**STATED TASK**
Give back the full listing verbatim, apart from its images.

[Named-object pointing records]

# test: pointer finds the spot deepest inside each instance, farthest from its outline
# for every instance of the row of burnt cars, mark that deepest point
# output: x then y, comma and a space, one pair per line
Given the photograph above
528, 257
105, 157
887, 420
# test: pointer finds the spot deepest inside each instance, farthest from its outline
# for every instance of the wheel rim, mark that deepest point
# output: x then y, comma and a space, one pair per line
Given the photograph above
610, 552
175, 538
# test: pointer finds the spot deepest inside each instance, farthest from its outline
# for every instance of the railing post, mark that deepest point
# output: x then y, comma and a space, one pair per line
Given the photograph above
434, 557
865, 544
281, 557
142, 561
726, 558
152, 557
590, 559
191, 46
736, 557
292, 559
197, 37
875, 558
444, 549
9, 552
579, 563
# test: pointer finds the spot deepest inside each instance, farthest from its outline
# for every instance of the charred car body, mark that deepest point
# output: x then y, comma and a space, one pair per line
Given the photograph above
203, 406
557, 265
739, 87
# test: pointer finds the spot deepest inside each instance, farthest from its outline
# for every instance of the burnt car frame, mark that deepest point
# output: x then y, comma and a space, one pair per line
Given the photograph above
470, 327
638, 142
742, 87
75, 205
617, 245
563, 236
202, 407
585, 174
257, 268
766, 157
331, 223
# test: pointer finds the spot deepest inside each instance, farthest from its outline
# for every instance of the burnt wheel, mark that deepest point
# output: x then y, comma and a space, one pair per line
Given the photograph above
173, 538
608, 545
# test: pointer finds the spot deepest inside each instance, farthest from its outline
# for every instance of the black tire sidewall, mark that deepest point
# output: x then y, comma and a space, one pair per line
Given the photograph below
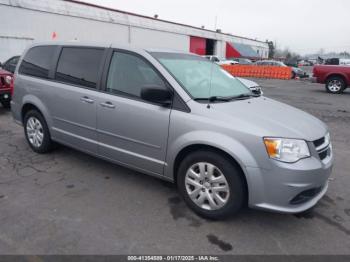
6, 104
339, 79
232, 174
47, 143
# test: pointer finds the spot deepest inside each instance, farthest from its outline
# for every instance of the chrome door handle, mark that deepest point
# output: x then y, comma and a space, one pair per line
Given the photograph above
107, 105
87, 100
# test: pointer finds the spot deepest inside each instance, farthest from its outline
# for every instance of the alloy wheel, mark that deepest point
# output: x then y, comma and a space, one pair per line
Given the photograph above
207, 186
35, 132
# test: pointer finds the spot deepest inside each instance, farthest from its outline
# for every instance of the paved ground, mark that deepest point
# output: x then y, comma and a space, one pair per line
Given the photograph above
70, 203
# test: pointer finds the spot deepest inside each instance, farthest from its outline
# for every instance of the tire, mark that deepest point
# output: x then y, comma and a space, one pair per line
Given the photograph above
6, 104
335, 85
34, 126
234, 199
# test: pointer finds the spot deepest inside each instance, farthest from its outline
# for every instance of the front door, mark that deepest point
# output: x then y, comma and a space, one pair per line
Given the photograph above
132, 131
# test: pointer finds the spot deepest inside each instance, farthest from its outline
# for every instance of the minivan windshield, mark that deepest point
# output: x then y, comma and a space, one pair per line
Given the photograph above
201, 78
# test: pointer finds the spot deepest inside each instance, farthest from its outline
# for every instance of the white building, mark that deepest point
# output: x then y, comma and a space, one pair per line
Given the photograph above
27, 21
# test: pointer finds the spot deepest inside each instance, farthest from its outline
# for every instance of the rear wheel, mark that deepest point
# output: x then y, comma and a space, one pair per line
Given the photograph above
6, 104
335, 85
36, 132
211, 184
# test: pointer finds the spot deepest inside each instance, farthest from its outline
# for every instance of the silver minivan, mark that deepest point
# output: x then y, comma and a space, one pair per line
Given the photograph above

**FINAL RESULT**
# test: pointer finds the spot deepest inside each instance, farthest from its outline
# for every instance of the row of burnt cars, mark that deepest point
# output: x then y, comma and a space, one pair per line
Given the photograph above
528, 257
105, 157
887, 420
# test: pointer finds the spot deepest inside each instance, farthest from its outline
# for every instance of the wheel rim, mark that deepest point
# output: x then y, comma and a space, one pair per line
Given the photograph above
610, 552
175, 538
# test: pointer finds the spot deepest inside each instance, farthest from its outline
# for every instance of the railing post, mark that deepest point
# output: x then y, comma and a space, one pair per line
Given the photograph above
434, 557
865, 544
281, 557
142, 561
726, 558
152, 557
590, 559
191, 46
736, 557
292, 559
197, 37
875, 558
444, 549
9, 552
579, 563
# test: pointer finds the spot deepest inside each instance, farthest from its outline
# for every instance of the charred car body, mark that deepest point
# output: x then y, comma and a space, one pair per line
Given the photograph above
203, 406
557, 265
739, 87
# test: pointer finds the spot deepest inside each instance, farthest from its outline
# for every instance of the burnt car frame, mark that deepest point
# output: x then y, comma and a space, one pair per line
Given the photograph above
470, 327
638, 142
742, 87
75, 205
617, 245
563, 236
202, 407
585, 174
257, 268
766, 157
331, 223
# test: pointer finds the spot deepest inside each instance, farthest from its outline
# for every instance of the burnt wheel, mark that deepest point
# output: x then y, comma and a space, one pair per line
Given the photograph above
173, 538
608, 545
# test: pointer finds the spot deepest inside each instance, farthest from its outline
# for every instance of the black tire sidewall, mark that deepest point
# output: x then y, comma and a space, one pair per line
Given the photograph below
6, 104
339, 79
232, 174
47, 143
# test: pointer finds the spot deepest inside each instance, farthest from its outline
# for every instance of the chrome door handle, mark that deepest point
# output: x then y, comma and a space, one pair per line
Given the photograph above
107, 105
87, 100
# test: pointer finds the spot deepest inside each instance, farthest from its outline
# for every instance of the alloy wheel, mark that deepest point
# output: x then y, comma and a space, one pair per line
Given the photograph above
207, 186
35, 132
# test: pointer finds the spot deepest inside each instance, farthest from its outline
# for every instance of the paved ground, mark that deepest point
# output: x then y, comma and a space, one pair per line
Given the photograph above
70, 203
# test: pointer finds the spot deepest inside each instance, farthest from its outline
# for every instance of the tire, mark that deepest point
# output: x then y, comma and a space, one pair per line
Given the photograph above
6, 104
335, 85
34, 126
234, 199
# test: pointer finds the spot deepest inside each instance, farthest from its outline
# for every instance of the front door, mark that deepest point
# output: x then y, comma and a space, one pair per line
Given the photograph above
132, 131
# test: pointer finds the spot deepest inside each instance, farthest from its outline
# for every instance of the minivan windshield, mark that deepest point
# output: x then y, comma and a space, one pair per line
Given the photograph above
201, 78
# test: pointer finds the spot deepest inside each instance, farthest from its outline
# for every instance of the white building, mark that deepest point
# output: x then y, comma and a space, one pair per line
Given the photograph above
27, 21
# test: pointer finds the spot deepest inside each instance, farthest from its outline
# for every instance of the rear wheel, mark that deepest point
# output: x then y, comma and a space, one pair per line
Given the photograph above
6, 104
335, 85
36, 132
211, 184
# test: pointer finds the spot deepest inside each instance, farthest from its outline
# for every instance of the silver minivan, mark that deepest point
# output: x then y, comma and a space, one pair per line
Given the photograph above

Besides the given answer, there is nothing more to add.